• ESERCIZIO ASSEGNATO: Riassumi in due frasi il brano sul modo di narrare gli stati d'animo.
*** BRANO ESTRATTO
Del tuo modo di narrare incuriosisce molto la ricostruzione
di dettagli e stati d'animo profondamente personali, per cui
il lavoro di ricerca e di ricostruzione storica può aiutare
fino a un certo punto. Qualche volta non hai paura di interpretare
troppo liberamente?
«È una questione che mi sono posto, però
ho fatto questa scelta: mi interessa raccontare gli stati d'animo.
È la possibilità in più che ha il narratore
rispetto allo storico, quella di riuscire a ridare vita alla
persona anziché al personaggio. E quindi ci vogliono
gli stati d'animo, ci vogliono i dialoghi, i sentimenti. Certo,
io mi illudo che il mio modo di scrivere sia il risultato di
ricerche, attraverso testimonianze di varia natura, che io poi
trasformo in una scena in cui le persone si dicono delle cose
e provano delle emozioni. E questo per forza sconfina nel romanzo.
D'altra parte senza questi aspetti i personaggi sarebbero icone
fredde, come nei libri di scuola.
******
*** DATI MOSTRATI
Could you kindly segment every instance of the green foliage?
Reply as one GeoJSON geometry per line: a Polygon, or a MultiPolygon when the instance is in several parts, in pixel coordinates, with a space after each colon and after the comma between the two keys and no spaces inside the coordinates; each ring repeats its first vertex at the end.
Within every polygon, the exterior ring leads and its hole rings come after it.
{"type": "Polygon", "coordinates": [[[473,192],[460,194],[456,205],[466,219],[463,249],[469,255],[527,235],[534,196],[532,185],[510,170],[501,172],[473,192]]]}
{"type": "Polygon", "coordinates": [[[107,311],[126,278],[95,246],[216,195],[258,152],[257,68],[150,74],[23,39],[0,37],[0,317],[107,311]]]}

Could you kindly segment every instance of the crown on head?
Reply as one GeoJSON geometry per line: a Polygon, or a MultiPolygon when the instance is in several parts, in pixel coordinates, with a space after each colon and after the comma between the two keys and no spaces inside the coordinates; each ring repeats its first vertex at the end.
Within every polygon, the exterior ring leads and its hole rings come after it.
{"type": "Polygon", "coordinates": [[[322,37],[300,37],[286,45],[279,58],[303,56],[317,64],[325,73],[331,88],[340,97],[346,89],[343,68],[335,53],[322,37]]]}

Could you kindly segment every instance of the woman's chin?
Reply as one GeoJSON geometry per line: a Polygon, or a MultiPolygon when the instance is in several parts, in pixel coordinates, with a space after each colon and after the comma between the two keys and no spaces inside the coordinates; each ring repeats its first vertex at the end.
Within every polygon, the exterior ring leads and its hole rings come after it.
******
• RISULTATO ESERCIZIO: Alla domanda se non tema di interpretare troppo liberamente dettagli e stati d'animo personali, chi risponde spiega di aver scelto di raccontare gli stati d'animo, perché il narratore, a differenza dello storico, può ridare vita alla persona anziché al personaggio. Trasforma ricerche e testimonianze in scene con dialoghi ed emozioni, sconfinando per forza nel romanzo, ma senza questi aspetti i personaggi sarebbero icone fredde come nei libri di scuola.